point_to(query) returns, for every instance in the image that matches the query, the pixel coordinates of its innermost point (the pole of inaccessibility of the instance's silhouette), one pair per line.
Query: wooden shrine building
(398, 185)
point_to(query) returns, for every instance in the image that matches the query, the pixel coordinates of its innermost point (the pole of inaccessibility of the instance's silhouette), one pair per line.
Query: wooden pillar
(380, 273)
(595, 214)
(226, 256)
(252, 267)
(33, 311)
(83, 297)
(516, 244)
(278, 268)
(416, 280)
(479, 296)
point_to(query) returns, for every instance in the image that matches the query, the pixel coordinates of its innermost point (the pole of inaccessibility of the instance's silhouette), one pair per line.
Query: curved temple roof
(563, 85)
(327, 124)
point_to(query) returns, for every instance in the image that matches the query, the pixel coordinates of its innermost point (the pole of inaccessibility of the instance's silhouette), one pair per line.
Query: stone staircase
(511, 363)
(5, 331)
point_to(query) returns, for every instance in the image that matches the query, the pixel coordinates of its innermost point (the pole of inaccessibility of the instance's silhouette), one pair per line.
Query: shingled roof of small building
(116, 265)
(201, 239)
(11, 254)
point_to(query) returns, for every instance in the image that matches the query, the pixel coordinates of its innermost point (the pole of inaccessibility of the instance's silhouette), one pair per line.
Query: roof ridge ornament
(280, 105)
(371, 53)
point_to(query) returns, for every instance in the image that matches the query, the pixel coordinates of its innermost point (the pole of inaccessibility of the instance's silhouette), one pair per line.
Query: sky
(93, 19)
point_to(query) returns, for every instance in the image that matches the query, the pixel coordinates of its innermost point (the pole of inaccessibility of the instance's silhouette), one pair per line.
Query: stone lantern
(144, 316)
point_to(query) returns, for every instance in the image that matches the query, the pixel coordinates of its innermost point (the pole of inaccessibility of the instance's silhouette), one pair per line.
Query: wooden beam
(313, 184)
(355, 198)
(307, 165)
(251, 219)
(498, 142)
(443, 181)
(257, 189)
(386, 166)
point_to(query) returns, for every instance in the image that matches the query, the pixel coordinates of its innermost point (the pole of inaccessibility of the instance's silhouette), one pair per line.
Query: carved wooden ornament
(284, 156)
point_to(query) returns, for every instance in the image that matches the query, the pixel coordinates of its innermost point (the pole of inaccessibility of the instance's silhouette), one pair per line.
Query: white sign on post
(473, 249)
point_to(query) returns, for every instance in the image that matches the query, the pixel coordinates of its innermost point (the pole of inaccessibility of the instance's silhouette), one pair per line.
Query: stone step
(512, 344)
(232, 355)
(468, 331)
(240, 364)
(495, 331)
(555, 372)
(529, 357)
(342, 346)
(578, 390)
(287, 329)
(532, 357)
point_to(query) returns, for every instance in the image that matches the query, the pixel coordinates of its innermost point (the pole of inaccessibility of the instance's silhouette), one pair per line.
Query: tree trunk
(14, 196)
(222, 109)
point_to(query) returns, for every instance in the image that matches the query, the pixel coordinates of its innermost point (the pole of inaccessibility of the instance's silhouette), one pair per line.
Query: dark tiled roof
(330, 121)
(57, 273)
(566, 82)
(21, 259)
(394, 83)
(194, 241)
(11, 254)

──────

Problem description :: Copy the lines of the listing exactly. Skip none.

Reply to the exercise ::
point_to(query) returns, for every instance in the image that matches the query, the pixel coordinates of its innermost point (the pole of inaccessibility of the instance's silhouette), one pair per line.
Query: wooden shrine building
(398, 185)
point_to(query) returns, for every instance in the image that matches the query, the pixel coordinates of its innermost point (the pole of inaccessibility of the instance's silhouette), one pair per line.
Query: wooden pillar
(380, 273)
(595, 214)
(226, 256)
(252, 267)
(33, 311)
(83, 297)
(516, 244)
(278, 268)
(416, 280)
(479, 296)
point_to(query) returns, for every instance in the image that matches the query, the pixel coordinates of its innermost point (the pole of inaccessibility of the instance's silhouette), one pair per line.
Query: curved temple roof
(563, 85)
(327, 124)
point_to(query) returns, for every instance in the image that matches the query, the pixel coordinates of its innermost point (the pole of inaccessibility of the instance's silhouette), one pair per line.
Query: stone staircase
(511, 363)
(5, 331)
point_to(query) returns, for every instance in the image that matches the query, the pixel coordinates of its innermost point (the pole of inaccessibility of the instance's silhouette), one pair per line.
Query: shingled roof of small building
(116, 265)
(201, 239)
(11, 254)
point_to(query) returns, for every instance in the image that matches the query, the pixel coordinates of its innermost point (the pole of inaccessibility of the instance's silhouette), one pair per line.
Query: roof ridge ornament
(280, 105)
(371, 53)
point_to(query) returns, for every instance in the image that matches the query, the pixel coordinates of its innermost point (the pole of inaccessibility of the instance's silhouette), one pair per line.
Query: sky
(93, 19)
point_to(query) returns, for every instance in the image that matches the query, the pixel coordinates of its innermost point (the pole of inaccessibility of the instance's silhouette), one pair per line.
Query: stone lantern
(144, 316)
point_to(query) returns, for every instance in the image that matches the query, the pixel coordinates of its innermost point (the pole of inaccessibility of the instance's silhouette), one pair per line.
Query: wooden beam
(313, 184)
(355, 198)
(307, 165)
(251, 219)
(498, 142)
(443, 181)
(257, 189)
(386, 166)
point_to(query) returns, for every instance in the image that matches the query, the pixel coordinates of its innermost point (the pole of inaccessibility of the instance's silhouette), one pair per line.
Query: carved wooden ornament
(284, 156)
point_to(query) returns, for every instance in the image that matches the query, the pixel coordinates of its innermost point (the pole of inaccessibility of the instance's silhouette), one pair per line.
Query: white sign on post
(473, 249)
point_to(query) returns, for every instance in the image that matches the query, the pixel coordinates of its innermost point (the pole of inaccessibility of the instance's silhouette), one pair per line.
Query: stone step
(512, 344)
(232, 355)
(468, 331)
(240, 364)
(495, 331)
(555, 372)
(529, 357)
(342, 346)
(578, 390)
(287, 329)
(532, 357)
point_to(query) returns, for every instance in the image that matches the query, the pixel coordinates of its innermost point (the pole of inaccessibility of the instance's silhouette), one pair per line.
Query: tree trunk
(14, 196)
(222, 109)
point_to(query) returns, for every instance in the image that matches the query, the pixel coordinates of its innermost point (the pole of inaccessibility of the instance's silhouette), one pair per line.
Query: dark tiled roof
(330, 121)
(57, 273)
(566, 82)
(21, 259)
(394, 83)
(194, 241)
(11, 254)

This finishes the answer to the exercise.